Direction:
Starting with the line that contains "If you would be willing to indicate the planter", copy every line through the end of the data below, exactly and with nothing added.
## BEGIN
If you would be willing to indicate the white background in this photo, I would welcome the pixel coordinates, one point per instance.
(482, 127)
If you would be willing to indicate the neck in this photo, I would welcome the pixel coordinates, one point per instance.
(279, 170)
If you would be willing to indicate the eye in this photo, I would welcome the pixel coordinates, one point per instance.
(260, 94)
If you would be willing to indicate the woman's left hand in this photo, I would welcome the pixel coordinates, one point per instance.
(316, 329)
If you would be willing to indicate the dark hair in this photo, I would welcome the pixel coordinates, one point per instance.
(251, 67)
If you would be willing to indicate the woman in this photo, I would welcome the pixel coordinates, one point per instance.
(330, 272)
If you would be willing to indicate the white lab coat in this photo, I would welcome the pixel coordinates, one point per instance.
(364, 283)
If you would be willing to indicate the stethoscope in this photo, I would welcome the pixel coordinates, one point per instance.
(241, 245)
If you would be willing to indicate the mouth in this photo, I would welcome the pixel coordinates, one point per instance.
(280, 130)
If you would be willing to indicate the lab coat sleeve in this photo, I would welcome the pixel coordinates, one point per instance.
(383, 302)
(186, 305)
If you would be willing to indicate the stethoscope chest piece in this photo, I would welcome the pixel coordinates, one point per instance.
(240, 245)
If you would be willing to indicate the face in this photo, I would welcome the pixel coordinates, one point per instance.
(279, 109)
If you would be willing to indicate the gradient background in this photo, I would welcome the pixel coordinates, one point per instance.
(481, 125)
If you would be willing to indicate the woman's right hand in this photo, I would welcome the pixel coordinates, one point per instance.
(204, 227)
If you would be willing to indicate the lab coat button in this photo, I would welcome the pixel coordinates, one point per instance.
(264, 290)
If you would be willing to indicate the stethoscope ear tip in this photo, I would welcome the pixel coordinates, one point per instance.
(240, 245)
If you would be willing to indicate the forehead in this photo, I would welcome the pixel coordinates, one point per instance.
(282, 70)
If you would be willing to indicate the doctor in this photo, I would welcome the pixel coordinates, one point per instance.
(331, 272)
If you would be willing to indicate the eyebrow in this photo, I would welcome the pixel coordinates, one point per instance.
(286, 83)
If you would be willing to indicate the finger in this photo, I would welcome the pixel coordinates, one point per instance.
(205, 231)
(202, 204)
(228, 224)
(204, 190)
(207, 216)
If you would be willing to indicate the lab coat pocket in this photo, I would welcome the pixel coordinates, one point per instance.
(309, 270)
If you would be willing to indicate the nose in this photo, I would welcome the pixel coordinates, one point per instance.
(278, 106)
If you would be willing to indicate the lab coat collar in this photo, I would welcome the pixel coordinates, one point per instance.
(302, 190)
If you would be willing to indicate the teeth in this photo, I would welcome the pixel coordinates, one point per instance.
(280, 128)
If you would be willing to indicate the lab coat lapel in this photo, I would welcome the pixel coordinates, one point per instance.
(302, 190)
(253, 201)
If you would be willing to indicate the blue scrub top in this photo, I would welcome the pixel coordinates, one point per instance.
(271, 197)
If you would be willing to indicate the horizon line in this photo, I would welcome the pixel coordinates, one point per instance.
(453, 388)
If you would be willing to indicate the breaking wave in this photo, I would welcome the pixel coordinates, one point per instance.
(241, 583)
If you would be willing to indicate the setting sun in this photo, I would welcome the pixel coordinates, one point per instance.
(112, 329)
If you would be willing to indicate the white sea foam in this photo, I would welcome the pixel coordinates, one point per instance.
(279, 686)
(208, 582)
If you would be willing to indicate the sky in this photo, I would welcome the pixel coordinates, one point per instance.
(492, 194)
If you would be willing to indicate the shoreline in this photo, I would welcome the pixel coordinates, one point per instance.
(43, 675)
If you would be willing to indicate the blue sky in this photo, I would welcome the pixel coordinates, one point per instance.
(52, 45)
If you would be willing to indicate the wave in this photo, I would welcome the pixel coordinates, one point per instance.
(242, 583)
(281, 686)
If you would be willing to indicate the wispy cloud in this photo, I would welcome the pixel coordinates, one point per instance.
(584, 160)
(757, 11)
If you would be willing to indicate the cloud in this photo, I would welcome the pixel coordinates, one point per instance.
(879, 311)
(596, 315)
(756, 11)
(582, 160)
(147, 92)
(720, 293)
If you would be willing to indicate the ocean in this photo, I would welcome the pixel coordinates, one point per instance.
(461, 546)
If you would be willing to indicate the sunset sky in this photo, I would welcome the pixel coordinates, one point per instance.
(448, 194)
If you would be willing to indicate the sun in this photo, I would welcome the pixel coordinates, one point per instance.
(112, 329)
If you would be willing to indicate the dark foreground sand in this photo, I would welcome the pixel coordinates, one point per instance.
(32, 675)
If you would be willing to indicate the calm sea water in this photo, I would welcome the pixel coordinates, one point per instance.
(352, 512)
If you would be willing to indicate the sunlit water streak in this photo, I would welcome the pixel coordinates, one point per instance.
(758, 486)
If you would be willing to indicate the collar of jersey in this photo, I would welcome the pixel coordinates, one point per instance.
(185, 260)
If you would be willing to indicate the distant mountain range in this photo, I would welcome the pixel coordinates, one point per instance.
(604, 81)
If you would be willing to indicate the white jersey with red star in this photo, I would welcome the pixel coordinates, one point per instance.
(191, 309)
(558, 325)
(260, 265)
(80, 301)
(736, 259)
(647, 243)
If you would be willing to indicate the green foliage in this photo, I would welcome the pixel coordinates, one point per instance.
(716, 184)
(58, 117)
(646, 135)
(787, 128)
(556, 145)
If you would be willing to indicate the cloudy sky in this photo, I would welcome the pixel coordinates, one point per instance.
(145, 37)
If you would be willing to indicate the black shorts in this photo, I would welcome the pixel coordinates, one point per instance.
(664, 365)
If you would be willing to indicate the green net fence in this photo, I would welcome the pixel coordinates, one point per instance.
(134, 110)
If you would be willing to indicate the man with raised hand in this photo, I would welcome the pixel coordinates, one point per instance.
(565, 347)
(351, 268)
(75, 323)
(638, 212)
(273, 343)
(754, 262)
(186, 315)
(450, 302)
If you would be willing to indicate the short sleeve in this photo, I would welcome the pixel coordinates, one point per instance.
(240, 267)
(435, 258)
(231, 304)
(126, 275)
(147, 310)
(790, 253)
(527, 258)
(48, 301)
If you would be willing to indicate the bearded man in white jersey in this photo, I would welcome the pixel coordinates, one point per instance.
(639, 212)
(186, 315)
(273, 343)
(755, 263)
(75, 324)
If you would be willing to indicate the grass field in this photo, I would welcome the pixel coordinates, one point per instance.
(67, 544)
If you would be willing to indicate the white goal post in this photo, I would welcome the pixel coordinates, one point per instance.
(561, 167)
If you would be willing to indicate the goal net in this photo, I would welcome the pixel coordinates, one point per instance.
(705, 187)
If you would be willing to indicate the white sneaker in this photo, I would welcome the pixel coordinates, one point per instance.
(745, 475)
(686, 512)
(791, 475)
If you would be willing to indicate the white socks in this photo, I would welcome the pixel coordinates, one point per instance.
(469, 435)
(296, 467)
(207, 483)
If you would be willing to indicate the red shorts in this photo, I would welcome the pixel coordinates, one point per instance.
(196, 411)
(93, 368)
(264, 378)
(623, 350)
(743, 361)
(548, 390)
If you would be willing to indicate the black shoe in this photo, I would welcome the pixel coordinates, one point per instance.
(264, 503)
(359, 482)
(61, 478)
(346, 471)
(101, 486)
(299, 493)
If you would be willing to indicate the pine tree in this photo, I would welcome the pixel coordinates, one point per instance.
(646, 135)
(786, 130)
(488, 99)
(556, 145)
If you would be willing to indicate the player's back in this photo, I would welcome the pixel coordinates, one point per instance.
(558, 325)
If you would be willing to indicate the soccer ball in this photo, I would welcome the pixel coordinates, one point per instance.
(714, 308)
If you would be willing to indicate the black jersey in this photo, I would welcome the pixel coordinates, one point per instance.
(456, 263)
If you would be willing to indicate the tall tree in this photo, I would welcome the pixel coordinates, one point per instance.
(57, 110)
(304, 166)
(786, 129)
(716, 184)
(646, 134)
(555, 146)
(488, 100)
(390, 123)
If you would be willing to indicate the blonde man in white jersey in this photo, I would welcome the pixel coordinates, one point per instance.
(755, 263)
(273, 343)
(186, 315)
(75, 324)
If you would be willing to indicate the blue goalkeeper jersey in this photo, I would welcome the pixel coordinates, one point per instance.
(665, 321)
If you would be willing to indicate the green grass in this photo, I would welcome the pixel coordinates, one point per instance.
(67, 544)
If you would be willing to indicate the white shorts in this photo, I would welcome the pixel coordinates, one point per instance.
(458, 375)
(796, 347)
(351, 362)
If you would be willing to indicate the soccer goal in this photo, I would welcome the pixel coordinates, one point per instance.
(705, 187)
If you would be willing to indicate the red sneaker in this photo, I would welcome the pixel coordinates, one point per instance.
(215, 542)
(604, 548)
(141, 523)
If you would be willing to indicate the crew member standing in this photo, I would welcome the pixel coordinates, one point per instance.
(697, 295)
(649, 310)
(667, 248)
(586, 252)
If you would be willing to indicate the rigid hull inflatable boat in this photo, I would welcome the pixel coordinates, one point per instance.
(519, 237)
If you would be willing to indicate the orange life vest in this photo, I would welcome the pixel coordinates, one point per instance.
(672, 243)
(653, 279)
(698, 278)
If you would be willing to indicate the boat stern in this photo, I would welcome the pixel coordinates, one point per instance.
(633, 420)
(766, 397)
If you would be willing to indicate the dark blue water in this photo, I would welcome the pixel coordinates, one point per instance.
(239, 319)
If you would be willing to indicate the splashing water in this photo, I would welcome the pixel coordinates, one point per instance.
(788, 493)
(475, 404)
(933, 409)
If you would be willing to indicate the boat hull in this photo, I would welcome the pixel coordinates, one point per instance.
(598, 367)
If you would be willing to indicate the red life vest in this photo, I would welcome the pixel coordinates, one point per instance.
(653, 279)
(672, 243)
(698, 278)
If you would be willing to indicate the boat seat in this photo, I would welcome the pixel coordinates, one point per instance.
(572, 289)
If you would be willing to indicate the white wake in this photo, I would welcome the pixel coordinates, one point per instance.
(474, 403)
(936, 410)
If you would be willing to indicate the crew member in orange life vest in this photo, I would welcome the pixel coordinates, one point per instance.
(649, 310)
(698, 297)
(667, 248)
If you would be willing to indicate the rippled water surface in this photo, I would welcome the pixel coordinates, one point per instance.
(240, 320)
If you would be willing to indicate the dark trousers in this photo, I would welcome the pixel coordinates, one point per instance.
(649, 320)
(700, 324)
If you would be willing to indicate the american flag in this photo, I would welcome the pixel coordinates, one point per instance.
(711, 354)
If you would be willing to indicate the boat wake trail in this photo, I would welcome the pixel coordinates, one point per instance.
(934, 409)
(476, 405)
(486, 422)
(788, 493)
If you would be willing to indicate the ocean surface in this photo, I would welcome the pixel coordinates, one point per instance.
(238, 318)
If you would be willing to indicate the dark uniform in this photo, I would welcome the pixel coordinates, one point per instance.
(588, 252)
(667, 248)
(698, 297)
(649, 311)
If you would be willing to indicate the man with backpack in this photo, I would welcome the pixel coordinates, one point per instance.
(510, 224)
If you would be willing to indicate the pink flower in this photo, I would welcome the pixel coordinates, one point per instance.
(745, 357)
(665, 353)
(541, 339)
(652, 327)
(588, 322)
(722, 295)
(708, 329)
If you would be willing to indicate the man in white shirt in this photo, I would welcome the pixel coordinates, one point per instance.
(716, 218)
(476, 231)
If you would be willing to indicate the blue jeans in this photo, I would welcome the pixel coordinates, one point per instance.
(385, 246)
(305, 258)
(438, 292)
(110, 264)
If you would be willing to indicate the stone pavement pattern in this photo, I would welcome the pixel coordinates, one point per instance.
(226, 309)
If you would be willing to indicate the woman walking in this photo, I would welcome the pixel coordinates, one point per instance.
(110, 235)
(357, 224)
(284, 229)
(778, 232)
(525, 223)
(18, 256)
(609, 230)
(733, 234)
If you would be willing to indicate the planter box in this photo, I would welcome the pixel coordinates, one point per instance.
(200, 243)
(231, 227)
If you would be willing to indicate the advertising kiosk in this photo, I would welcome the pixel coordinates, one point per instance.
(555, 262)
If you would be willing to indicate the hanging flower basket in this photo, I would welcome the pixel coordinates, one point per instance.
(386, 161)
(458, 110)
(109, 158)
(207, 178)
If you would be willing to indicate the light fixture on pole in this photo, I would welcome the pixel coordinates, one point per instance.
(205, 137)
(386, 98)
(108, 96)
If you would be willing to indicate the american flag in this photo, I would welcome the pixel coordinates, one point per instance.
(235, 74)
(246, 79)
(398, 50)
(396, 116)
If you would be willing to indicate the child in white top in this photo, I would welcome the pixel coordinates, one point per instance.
## END
In response:
If you would be willing to indicate the planter box in this photo, I would welcome the pixel coordinates, one point per instance.
(200, 243)
(231, 227)
If you would be willing to indicate the advertising kiosk in this photo, I would welcome the pixel coordinates, one point per instance.
(555, 262)
If you would be willing to indicate the hanging flower basket in this photo, I would welcome the pixel coordinates, one point per instance.
(386, 161)
(458, 110)
(109, 158)
(207, 178)
If you would be willing to indicate the light fixture on pole in this photo, I would welcome the pixel coordinates, one point per instance.
(205, 137)
(386, 98)
(108, 96)
If you would be willing to indicate the american flag in this photo, I would welcome the pixel coordinates, one point per instance.
(235, 74)
(246, 79)
(398, 50)
(396, 116)
If you would be willing to indicate the child in white top in this photo, I would welcome the pixel coordinates, one point per instance.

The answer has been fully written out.